• Text passage:
§
Medico-legal and bioethical implications of uterine transplants for trans women in South Africa

Author: Brigitte Clark

ISSN: 1996-2193
Affiliations: BA LLB (Rhodes) LLM (Cantab) PhD (Rhodes), Associate Professor, School of Law, University of KwaZulu-Natal, Honorary Visiting Researcher, Oxford Brookes University, Oxford
Source: Stellenbosch Law Review, Volume 34 Issue 2, 2023, p. 261 – 284


Millions of women worldwide are affected by congenital or acquired uterine infertility, often requiring hysterectomy, and are thus unable to gestate their own children. This article provides an initial framework for assessing the feasibility of uterine transplantation against the backdrop of the best interests of the child and legal, ethical and societal notions of the family, focusing on the medical, ethical and legal position of women affected by uterine infertility, and particularly on the constitutional rights of trans women in this regard. The transplantation of organs was initially developed as a life-saving treatment and a last resort. By contrast, uterine transplantation falls into the non-life sustaining category, which raises complex ethical issues. Following a successful clinical trial investigating uterine transplantation in Sweden, uterine transplantation appears to be a viable therapeutic option for women with uterine infertility, known as absolute uterine factor infertility. For trans women, infertility has been a consequence of the realignment of a trans woman’s body by surgery with their gender identity. Medically, ethically and legally, the consideration of performing uterine transplantation in trans women would be primarily motivated by considerations of equality. Legally, in terms of the Constitution, transgender people are afforded explicit protection from both direct and indirect forms of discrimination. Subsequently, if uterine transplantation became an established treatment option for women with absolute uterine factor infertility, it might be constitutionally discriminatory to refuse to perform uterine transplantation on trans women solely because of their gender identity. In the context of the rights to equality, dignity and reproductive freedom, the article poses the question whether such rights could justifiably be limited in South African law in terms of section 36 of the Constitution, with particular reference to the right to reproductive freedom. After considering whether such rights could legitimately be limited, the article concludes that, in relation to advances in medical law and reproduction, South African legislation should scrutinise its hetero-normative concept of the family in this regard.
§
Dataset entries
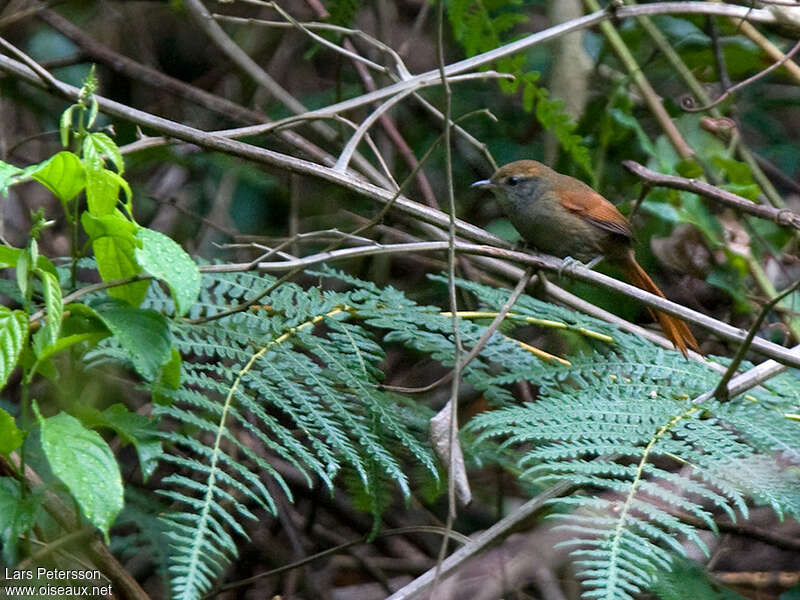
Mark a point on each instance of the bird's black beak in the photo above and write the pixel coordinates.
(483, 184)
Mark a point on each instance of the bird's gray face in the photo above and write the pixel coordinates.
(513, 191)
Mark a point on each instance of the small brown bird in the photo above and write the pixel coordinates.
(563, 216)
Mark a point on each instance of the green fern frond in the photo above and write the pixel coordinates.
(620, 426)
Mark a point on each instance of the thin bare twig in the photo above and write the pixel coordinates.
(455, 461)
(746, 82)
(721, 391)
(779, 216)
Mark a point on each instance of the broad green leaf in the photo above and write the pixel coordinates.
(8, 176)
(63, 174)
(144, 334)
(95, 146)
(82, 460)
(53, 305)
(13, 333)
(163, 258)
(114, 240)
(70, 340)
(133, 429)
(17, 516)
(170, 379)
(10, 435)
(171, 371)
(9, 256)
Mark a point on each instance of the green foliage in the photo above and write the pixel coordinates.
(483, 25)
(296, 363)
(686, 580)
(620, 425)
(78, 456)
(18, 512)
(82, 460)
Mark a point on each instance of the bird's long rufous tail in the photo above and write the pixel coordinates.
(676, 330)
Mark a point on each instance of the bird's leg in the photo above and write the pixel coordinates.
(568, 263)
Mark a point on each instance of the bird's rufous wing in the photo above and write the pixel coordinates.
(597, 210)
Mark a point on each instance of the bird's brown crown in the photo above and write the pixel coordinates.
(522, 168)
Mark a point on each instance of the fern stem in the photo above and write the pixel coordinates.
(617, 536)
(479, 314)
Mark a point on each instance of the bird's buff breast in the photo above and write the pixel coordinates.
(555, 231)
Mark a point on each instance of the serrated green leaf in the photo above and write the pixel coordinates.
(98, 145)
(10, 435)
(102, 191)
(65, 125)
(144, 334)
(62, 174)
(133, 429)
(13, 333)
(17, 516)
(114, 241)
(82, 460)
(9, 256)
(53, 306)
(163, 258)
(8, 176)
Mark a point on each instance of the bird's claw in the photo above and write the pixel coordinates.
(569, 263)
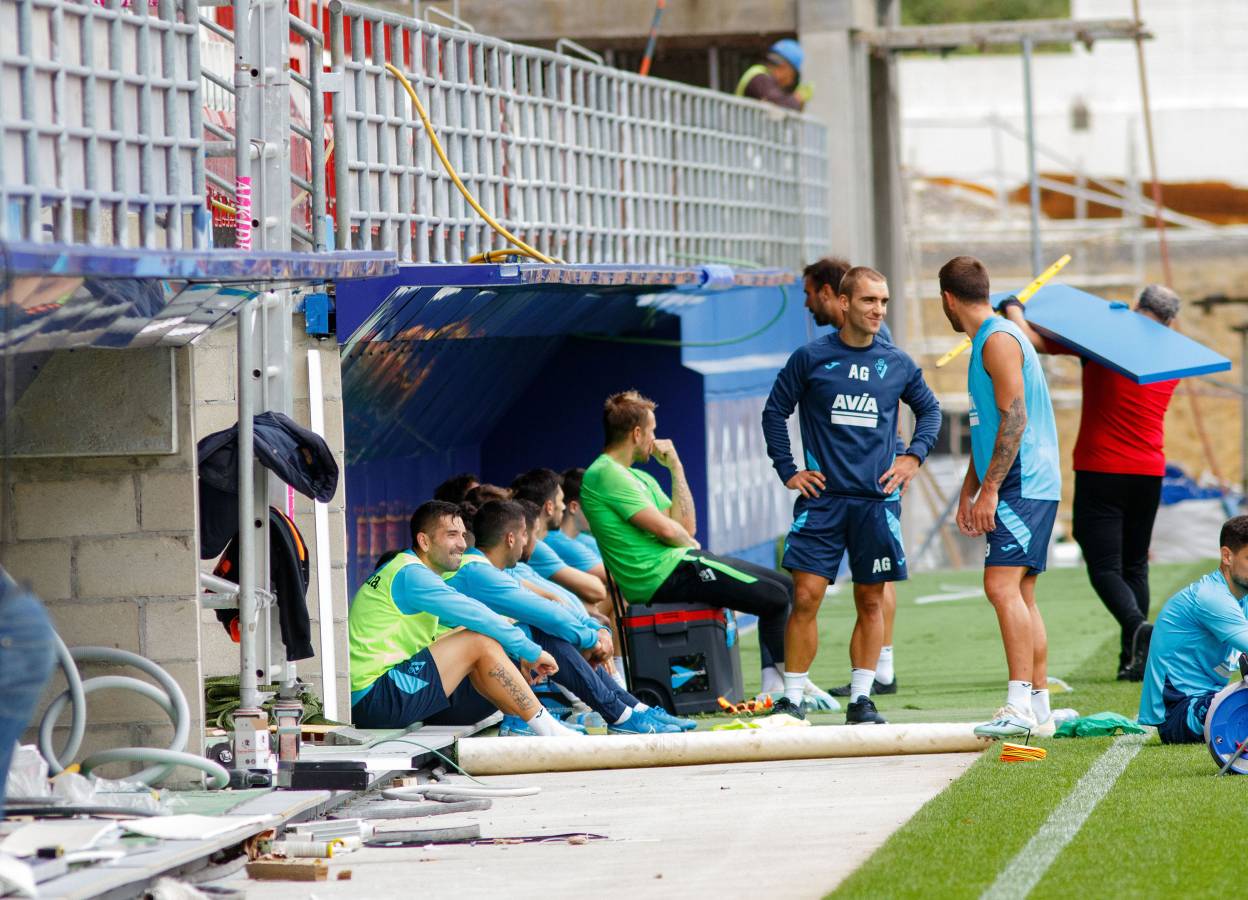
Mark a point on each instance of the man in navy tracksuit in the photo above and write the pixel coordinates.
§
• Assignment: In the abstract about uterine transplants for trans women, in which country did the successful clinical trial of uterine transplantation take place?

• Solution to this exercise: Sweden.